Extrait:
----------------------------------------
« Ni Chaînes Ni Maîtres », un récit incandescent sur l’esclavage à l’île Maurice

En 1759 à l’Isle de France (actuelle île Maurice). ​Massamba et Mati, esclaves dans la plantation d’Eugène Larcenet, vivent dans la peur et le labeur. Lui rêve que sa fille soit affranchie, elle de quitter l’enfer vert de la canne à sucre. Une nuit, elle s’enfuit. Madame La Victoire, célèbre chasseuse d’esclaves, est engagée pour la traquer. Massamba n’a d’autre choix que de s’évader à son tour. Par cet acte, il devient un « marron », un fugitif qui rompt à jamais avec l’ordre colonial.

Sandra Joxe

Ainsi résumé, le film de Simon Moutairou, scénariste et réalisateur franco-béninois, pourrait sembler s’apparenter au genre « grande fresque historique » et se glisser sagement dans le registre des films de patrimoineet « devoir de mémoire » puisqu’il aborde un sujet sensible et pas si représenté que cela sur grand écran : le marronnage des esclaves et les sanglantes répressions ordonnées par le roi de France.

Même s’il remplit le cahier des charges du film pédagogique et que la fiction s’appuie sur une documentation fouillée, faisant ainsi revivre sous la forme de héros (ou anti-héros) de fiction des personnages ayant réellement existé…

Le réalisateur de Ni Chaînes Ni Maitres a beaucoup plus d’ambition et livre aux spectateurs un étrange mélange de réalisme quasi documentaire et d’onirisme poétique, porté par des comédiens « habités » et un image d’un lyrisme soigné.

Mélange des genres

 Simon Moutaïrou, après une longue expérience de scénariste, passe à la réalisation avec ce premier film à gros budget  ( 8 millions d’euros) : « Instinctivement, je savais que mon premier film traiterait de l’esclavage. Avec du recul, je comprends que cet appel venait de loin. Adolescent, j’ai été profondément marqué par une vision : celle d’une immense porte de pierre rouge face à l’océan. Elle se dresse sur le rivage de la ville côtière de Ouidah, au Bénin, le pays de mon père. Elle se nomme La Porte du Non-Retour. C’est ici que des familles entières étaient arrachées au continent et déportées vers des horizons inconnus. »
----------------------------------------
Données affichées:
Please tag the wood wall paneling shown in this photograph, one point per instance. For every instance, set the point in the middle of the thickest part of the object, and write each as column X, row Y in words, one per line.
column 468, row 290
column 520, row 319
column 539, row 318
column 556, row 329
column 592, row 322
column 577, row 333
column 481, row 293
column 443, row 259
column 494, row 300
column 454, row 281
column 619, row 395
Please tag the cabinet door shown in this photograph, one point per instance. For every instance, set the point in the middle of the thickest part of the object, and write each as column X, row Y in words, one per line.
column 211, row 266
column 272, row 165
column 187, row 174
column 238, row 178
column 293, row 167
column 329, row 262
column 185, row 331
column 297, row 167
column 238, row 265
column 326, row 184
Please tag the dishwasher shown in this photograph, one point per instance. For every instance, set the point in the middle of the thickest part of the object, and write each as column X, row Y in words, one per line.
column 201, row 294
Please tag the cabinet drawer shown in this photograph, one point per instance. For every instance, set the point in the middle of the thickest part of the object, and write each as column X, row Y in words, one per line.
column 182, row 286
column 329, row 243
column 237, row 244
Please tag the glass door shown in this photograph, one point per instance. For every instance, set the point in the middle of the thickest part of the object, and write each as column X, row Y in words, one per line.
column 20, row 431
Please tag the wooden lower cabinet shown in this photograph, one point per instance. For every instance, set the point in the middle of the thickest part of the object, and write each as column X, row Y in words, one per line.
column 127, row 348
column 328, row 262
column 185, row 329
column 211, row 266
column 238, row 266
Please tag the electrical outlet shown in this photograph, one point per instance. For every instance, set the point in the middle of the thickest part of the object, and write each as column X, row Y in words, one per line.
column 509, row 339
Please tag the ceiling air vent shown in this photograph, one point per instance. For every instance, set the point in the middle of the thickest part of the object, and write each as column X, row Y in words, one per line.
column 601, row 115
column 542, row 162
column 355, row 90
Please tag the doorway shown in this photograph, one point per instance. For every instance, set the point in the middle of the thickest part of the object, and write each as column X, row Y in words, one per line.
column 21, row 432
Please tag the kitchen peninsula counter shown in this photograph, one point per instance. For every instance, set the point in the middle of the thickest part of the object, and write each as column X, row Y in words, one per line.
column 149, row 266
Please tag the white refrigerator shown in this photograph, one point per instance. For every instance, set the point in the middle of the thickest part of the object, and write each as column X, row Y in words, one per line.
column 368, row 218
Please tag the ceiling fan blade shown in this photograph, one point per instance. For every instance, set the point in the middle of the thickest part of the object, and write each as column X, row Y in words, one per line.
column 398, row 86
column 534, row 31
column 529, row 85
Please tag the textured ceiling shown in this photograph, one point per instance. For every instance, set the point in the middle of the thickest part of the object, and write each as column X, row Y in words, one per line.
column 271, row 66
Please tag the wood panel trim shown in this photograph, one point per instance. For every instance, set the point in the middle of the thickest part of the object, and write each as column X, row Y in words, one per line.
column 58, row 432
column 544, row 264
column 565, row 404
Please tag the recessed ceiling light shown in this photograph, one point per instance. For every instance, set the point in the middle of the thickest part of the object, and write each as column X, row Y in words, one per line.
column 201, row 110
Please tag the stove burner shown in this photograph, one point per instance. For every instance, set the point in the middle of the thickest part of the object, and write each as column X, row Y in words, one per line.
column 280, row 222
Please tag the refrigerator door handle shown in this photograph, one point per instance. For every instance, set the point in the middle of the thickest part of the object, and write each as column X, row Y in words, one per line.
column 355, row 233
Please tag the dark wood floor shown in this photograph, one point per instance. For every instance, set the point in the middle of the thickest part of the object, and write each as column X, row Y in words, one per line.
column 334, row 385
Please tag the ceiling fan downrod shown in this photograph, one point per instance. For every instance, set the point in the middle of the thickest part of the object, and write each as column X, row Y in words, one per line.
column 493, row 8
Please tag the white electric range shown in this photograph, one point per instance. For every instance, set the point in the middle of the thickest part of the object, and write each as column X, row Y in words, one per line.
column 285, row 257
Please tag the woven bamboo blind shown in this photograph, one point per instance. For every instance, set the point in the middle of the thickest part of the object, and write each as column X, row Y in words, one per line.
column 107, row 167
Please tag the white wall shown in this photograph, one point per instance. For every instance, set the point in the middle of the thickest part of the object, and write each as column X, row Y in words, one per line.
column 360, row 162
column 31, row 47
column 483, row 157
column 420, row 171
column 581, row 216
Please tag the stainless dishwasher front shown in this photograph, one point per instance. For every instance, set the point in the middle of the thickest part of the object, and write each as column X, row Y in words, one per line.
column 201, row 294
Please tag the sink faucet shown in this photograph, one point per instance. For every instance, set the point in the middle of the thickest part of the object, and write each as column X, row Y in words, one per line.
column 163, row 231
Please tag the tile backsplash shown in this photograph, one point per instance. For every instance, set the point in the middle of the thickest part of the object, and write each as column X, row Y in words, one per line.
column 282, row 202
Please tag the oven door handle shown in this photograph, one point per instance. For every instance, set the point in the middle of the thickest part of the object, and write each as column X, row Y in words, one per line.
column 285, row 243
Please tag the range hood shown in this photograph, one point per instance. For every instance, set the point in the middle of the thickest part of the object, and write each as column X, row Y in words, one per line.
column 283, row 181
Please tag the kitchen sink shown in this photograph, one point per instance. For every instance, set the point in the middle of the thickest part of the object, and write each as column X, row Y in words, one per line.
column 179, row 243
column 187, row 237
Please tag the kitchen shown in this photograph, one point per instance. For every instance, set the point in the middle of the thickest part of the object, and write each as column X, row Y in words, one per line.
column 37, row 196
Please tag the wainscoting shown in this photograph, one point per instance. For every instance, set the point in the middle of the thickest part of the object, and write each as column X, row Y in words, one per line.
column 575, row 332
----------------------------------------
Consignes:
A: Résumez l'extrait en deux phrases.
B: Réécrivez le passage de l'extrait qui commence par « Sandra Joxe » et s'achève sur « roi de France. », en remplaçant « le roi de France » par « la Couronne ».
C: D'après l'extrait, les affirmations suivantes sont-elles exactes ? Répondez par oui ou par non et citez les mots de l'extrait qui tranchent. (i) Le réalisateur est franco-béninois. (ii) Ni Chaînes Ni Maîtres est le deuxième film de son réalisateur. (iii) La Porte du Non-Retour se trouve à Ouidah.

Réponses:
A: En 1759, à l'Isle de France, l'esclave Massamba devient un « marron » en s'évadant à son tour après la fuite de sa fille Mati, traquée par la chasseuse d'esclaves Madame La Victoire. Le film de Simon Moutairou, qui aborde le marronnage des esclaves, mêle réalisme quasi documentaire et onirisme poétique.

B:
Sandra Joxe

Ainsi résumé, le film de Simon Moutairou, scénariste et réalisateur franco-béninois, pourrait sembler s’apparenter au genre « grande fresque historique » et se glisser sagement dans le registre des films de patrimoineet « devoir de mémoire » puisqu’il aborde un sujet sensible et pas si représenté que cela sur grand écran : le marronnage des esclaves et les sanglantes répressions ordonnées par la Couronne.

C:
(i) Oui : « scénariste et réalisateur franco-béninois ».
(ii) Non : « passe à la réalisation avec ce premier film ».
(iii) Oui : « Elle se dresse sur le rivage de la ville côtière de Ouidah, au Bénin ».